Hacker News new | ask | show | jobs
by ijpsud 2192 days ago
I was playing with tf.js last year and there were some core components still being converted to WASM, which gave me some big performance boosts once I switched. I had some problems with WebGL-related bugs too. It seems that they're currently in the process of writing WebGPU-based back-ends. I'm hoping that when WebGPU is on-by-default in most browsers, and there's been a year or two to sort out all the major teething problems, we'll see some wide-spread uptake.

Internet speeds are still increasing exponentially, so hopefully the model size problems will become less of an issue - perhaps aided by some CDN-served (and thus cached across domains) "base" models that are fine-tuned with some parameters downloaded from the server. I think I could start playing with it seriously if I could get the model sizes under 30mb or so. In a few years (with increasing internet speeds) that might be 50mb. I think huggingface's distilled GPT-2 model is a couple of hundred megabytes, for reference, so we're certainly not going to be doing anything revolutionary in the browser, but I have a bunch of neat little ideas that I think would be useful.

For bringing the "big" stuff to the web we're probably stuck with APIs, like OpenAI's new GPT-3 offering. I think access to SOTA models on hard problems is going to be almost exclusively via APIs for the foreseeable future.

------

> **WORK INSTRUCTIONS**
In the comment on machine learning in the browser, copy out the passage word for word, starting at "Hacker News new" and ending at "some wide-spread uptake.". The material after this sentence is separate from the comment above.

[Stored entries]
------

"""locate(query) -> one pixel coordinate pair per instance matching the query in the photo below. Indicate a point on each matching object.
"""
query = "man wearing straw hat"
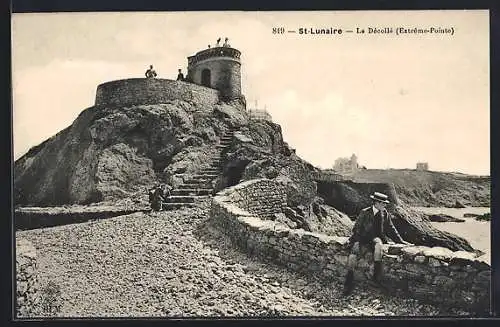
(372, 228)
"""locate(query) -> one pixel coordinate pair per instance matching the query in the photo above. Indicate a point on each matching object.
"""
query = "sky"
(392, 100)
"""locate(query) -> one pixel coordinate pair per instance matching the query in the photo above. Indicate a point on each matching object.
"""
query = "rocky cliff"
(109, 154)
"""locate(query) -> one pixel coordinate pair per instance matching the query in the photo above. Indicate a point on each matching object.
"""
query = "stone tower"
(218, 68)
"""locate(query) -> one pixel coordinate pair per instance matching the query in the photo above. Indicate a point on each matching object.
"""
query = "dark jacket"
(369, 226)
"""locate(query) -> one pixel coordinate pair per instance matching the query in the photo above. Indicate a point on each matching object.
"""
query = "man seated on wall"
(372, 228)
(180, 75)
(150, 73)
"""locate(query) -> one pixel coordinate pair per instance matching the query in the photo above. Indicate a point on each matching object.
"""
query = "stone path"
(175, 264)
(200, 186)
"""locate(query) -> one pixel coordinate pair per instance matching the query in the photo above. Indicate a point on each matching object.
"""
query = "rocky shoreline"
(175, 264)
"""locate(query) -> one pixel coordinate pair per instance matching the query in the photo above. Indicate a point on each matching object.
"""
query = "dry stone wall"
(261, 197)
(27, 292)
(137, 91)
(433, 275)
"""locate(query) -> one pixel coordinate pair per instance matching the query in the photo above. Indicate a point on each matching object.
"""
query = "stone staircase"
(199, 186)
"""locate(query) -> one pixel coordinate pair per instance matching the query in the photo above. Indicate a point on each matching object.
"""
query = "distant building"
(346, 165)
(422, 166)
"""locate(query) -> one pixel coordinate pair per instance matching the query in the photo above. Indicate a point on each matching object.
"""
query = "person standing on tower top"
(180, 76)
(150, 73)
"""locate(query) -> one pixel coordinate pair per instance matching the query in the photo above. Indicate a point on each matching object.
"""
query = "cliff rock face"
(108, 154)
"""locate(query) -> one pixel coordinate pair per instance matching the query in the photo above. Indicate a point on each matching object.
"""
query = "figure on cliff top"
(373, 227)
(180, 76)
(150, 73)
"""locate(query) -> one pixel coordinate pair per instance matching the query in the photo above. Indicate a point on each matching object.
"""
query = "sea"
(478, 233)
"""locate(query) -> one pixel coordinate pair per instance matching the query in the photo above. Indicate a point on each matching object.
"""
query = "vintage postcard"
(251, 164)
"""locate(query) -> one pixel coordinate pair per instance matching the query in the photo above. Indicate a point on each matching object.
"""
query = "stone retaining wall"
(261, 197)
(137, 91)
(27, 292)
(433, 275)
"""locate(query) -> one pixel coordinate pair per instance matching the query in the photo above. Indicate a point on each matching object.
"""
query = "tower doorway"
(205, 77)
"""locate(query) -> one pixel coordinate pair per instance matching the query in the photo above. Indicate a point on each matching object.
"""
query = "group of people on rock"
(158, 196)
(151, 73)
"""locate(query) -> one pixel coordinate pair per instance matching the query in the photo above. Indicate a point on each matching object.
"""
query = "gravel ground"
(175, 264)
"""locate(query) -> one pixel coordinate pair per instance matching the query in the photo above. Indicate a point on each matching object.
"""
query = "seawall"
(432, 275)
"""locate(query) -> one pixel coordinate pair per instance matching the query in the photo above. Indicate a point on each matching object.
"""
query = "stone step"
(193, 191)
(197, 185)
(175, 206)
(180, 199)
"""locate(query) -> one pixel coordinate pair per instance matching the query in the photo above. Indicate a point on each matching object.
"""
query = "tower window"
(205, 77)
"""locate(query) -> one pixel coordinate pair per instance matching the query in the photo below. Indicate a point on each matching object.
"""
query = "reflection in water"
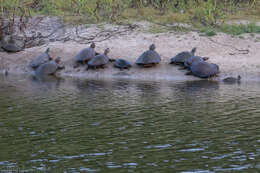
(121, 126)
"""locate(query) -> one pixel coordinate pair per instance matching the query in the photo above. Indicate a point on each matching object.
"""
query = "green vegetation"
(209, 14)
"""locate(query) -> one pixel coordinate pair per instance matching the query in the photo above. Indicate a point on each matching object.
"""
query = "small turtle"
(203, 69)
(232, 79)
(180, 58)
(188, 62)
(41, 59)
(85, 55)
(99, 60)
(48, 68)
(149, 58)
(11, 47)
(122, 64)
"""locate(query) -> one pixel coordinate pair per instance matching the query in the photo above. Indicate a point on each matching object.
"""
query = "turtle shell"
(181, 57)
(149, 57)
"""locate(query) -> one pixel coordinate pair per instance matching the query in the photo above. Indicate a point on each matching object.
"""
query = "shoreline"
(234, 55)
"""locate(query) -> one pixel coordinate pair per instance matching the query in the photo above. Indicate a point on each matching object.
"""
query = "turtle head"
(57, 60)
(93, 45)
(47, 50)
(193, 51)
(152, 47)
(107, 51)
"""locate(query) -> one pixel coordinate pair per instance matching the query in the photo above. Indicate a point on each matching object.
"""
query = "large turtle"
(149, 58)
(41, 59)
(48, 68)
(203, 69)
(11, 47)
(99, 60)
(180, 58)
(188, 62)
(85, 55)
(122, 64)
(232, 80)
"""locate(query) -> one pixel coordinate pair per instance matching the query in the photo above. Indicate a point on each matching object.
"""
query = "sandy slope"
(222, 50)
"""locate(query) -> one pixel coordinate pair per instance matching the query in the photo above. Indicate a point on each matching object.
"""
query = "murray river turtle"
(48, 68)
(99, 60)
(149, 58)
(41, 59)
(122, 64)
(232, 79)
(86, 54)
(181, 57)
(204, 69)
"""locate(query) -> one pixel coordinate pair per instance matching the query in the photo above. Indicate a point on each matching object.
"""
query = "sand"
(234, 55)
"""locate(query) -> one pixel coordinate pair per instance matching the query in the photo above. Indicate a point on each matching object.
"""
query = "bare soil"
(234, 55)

------

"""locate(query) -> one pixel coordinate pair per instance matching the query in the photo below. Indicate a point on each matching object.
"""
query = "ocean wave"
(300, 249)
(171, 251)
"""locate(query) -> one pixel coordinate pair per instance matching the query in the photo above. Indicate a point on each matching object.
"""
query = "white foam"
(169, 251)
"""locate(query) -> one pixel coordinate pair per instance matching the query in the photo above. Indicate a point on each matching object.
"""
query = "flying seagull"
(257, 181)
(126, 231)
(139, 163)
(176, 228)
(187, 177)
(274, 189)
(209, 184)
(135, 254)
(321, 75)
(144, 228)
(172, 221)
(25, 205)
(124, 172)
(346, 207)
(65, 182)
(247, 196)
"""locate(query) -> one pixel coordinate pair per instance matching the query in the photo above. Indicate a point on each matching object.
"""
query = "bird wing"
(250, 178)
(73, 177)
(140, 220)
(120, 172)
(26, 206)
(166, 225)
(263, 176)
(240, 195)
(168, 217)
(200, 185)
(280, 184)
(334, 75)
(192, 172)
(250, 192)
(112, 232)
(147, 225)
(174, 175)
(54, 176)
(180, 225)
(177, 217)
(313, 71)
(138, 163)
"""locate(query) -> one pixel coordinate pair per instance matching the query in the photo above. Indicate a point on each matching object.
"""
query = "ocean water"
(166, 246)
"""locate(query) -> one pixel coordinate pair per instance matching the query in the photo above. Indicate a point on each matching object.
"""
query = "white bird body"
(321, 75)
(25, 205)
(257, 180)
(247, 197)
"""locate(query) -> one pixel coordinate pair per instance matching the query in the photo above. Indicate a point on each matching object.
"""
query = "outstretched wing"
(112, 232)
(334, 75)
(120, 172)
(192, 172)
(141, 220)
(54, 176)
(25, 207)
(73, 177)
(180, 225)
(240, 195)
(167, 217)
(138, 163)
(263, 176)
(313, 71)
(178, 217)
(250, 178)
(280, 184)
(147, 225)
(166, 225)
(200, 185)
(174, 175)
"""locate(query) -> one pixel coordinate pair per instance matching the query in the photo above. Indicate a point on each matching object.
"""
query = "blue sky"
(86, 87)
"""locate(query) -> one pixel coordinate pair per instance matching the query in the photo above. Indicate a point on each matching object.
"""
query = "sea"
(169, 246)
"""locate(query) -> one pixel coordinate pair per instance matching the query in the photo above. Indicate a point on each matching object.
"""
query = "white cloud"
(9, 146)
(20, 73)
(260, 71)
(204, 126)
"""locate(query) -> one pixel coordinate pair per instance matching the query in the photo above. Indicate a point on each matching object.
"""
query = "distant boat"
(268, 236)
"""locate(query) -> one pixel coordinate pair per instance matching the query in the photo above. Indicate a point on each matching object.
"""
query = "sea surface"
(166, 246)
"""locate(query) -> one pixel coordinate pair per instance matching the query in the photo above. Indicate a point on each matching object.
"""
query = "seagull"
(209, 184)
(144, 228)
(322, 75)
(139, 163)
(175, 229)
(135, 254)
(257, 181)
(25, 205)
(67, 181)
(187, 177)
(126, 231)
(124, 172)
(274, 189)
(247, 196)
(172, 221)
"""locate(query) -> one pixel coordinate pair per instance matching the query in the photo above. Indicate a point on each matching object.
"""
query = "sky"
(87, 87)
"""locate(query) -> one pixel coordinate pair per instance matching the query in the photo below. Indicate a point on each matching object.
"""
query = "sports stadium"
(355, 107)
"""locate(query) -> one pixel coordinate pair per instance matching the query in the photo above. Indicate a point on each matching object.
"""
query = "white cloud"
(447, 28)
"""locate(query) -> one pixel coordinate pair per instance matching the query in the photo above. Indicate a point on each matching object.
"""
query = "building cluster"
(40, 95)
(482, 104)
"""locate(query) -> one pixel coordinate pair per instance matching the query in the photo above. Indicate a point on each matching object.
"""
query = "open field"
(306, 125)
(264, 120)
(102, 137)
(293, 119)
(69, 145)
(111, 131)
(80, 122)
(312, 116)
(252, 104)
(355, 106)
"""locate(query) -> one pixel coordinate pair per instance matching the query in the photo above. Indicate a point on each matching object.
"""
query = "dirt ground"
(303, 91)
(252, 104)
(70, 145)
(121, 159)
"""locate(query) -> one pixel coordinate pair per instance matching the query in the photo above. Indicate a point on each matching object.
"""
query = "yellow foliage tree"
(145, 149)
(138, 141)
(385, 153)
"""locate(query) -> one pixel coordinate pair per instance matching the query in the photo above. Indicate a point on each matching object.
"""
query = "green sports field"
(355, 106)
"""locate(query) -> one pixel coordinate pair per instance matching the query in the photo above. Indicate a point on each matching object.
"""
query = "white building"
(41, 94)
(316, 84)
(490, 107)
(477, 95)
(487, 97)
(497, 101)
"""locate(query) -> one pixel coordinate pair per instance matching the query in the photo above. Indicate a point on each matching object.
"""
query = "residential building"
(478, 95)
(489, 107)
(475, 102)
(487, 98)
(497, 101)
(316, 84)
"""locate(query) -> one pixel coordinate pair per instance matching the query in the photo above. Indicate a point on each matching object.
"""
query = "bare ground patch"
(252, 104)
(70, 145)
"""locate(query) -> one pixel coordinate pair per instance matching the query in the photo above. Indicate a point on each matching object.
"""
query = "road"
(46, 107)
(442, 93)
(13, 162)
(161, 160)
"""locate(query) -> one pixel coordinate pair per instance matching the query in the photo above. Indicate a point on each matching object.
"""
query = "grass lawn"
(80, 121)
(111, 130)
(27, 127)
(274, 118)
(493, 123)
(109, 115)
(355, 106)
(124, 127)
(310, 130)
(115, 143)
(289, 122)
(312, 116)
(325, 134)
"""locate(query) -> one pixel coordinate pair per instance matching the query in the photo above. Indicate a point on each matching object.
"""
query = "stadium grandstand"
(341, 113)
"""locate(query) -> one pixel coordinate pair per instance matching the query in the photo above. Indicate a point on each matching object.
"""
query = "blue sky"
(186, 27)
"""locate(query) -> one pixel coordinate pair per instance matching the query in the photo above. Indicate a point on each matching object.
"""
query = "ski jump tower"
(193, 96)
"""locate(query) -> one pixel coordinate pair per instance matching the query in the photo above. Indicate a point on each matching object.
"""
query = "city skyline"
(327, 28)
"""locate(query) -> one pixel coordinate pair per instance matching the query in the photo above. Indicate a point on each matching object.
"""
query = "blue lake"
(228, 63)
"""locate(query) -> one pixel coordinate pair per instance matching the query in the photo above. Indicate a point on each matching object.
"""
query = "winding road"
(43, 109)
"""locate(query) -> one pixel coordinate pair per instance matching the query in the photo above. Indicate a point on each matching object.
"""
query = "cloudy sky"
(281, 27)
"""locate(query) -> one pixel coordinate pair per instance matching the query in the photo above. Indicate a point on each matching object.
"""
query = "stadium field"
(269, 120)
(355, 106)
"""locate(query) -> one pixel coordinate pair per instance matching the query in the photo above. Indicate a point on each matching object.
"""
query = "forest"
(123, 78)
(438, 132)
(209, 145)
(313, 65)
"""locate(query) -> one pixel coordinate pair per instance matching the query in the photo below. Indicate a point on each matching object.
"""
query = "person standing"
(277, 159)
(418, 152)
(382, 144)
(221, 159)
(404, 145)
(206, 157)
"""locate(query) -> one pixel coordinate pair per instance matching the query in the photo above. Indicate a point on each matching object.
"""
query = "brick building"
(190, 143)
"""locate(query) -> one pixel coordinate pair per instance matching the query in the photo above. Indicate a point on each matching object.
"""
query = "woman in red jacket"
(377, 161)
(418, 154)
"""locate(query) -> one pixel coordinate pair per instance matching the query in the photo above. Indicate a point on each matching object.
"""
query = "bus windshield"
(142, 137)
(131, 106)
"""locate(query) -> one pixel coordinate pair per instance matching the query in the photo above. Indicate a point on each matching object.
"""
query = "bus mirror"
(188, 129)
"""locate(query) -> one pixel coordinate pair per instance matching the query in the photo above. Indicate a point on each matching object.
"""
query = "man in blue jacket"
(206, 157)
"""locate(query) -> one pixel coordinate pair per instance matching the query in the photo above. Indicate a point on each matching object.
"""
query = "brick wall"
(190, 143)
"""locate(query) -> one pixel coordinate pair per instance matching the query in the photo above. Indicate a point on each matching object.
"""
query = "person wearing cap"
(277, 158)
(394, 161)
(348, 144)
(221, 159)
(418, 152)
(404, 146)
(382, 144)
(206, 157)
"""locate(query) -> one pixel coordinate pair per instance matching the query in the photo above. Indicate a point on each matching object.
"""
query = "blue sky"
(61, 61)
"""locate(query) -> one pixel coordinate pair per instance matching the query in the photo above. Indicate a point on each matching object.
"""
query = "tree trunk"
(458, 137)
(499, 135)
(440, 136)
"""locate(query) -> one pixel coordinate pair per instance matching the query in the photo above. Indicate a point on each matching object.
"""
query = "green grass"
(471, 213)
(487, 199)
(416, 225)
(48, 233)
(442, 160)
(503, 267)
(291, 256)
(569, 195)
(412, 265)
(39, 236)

------

> **TASK OUTPUT**
Hacker News new | ask | show | jobs
by ijpsud 2192 days ago
I was playing with tf.js last year and there were some core components still being converted to WASM, which gave me some big performance boosts once I switched. I had some problems with WebGL-related bugs too. It seems that they're currently in the process of writing WebGPU-based back-ends. I'm hoping that when WebGPU is on-by-default in most browsers, and there's been a year or two to sort out all the major teething problems, we'll see some wide-spread uptake.